Exercise instructions: Below are some records. Pull every line that contains the word "waterfall".

Records to use:
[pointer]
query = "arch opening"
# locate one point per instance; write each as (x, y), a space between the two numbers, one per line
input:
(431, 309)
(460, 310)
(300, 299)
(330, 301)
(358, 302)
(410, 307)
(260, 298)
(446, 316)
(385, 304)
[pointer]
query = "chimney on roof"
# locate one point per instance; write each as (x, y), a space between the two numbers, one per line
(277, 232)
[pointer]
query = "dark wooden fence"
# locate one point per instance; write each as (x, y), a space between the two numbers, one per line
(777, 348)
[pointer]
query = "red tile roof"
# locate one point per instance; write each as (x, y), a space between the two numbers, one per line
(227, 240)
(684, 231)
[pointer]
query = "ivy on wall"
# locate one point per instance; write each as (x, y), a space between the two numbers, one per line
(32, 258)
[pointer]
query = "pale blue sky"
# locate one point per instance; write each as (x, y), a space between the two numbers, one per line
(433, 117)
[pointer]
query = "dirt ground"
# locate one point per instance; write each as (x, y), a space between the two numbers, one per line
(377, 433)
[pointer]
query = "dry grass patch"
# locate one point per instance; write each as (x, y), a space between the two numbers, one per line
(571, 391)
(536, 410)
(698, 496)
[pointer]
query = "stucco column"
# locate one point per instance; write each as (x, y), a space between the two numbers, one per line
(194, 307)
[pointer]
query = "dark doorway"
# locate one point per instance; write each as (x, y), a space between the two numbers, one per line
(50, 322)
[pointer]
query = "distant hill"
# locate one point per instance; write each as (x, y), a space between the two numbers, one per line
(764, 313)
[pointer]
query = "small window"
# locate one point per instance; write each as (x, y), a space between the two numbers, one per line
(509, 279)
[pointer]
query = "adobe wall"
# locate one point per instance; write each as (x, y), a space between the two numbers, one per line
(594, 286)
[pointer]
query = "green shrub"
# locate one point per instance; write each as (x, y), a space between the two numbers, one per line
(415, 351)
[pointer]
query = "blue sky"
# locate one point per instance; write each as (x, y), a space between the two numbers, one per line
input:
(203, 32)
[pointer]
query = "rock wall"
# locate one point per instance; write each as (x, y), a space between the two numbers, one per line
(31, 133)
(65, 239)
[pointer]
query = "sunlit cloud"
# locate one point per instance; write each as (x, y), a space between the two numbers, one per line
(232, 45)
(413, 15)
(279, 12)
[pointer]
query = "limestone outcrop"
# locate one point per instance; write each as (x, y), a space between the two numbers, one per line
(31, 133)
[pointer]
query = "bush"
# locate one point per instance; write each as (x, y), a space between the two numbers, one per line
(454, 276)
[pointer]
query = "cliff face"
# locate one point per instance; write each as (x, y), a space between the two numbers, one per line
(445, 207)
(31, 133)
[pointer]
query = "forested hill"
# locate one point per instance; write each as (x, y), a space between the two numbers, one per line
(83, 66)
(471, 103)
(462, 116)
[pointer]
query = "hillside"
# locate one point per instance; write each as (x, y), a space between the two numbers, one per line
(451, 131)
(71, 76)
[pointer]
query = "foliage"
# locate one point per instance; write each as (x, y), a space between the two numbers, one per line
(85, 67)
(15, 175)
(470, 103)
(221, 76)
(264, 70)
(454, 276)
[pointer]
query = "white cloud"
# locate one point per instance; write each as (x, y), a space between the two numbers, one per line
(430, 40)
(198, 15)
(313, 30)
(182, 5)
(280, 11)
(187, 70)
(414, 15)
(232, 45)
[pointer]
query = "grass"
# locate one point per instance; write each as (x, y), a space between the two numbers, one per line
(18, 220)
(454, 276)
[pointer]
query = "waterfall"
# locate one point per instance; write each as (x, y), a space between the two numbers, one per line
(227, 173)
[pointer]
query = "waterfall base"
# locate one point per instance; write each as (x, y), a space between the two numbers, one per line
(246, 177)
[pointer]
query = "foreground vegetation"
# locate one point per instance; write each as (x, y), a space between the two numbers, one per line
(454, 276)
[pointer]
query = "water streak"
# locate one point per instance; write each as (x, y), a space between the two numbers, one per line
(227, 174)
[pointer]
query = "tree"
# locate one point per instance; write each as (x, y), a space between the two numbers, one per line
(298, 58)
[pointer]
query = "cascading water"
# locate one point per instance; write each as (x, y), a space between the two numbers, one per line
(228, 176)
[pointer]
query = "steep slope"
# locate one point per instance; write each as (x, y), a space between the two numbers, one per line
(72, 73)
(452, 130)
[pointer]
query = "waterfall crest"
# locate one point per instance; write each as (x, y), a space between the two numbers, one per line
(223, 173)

Solution for this problem:
query = "waterfall"
query = "waterfall base"
query = "waterfall crest"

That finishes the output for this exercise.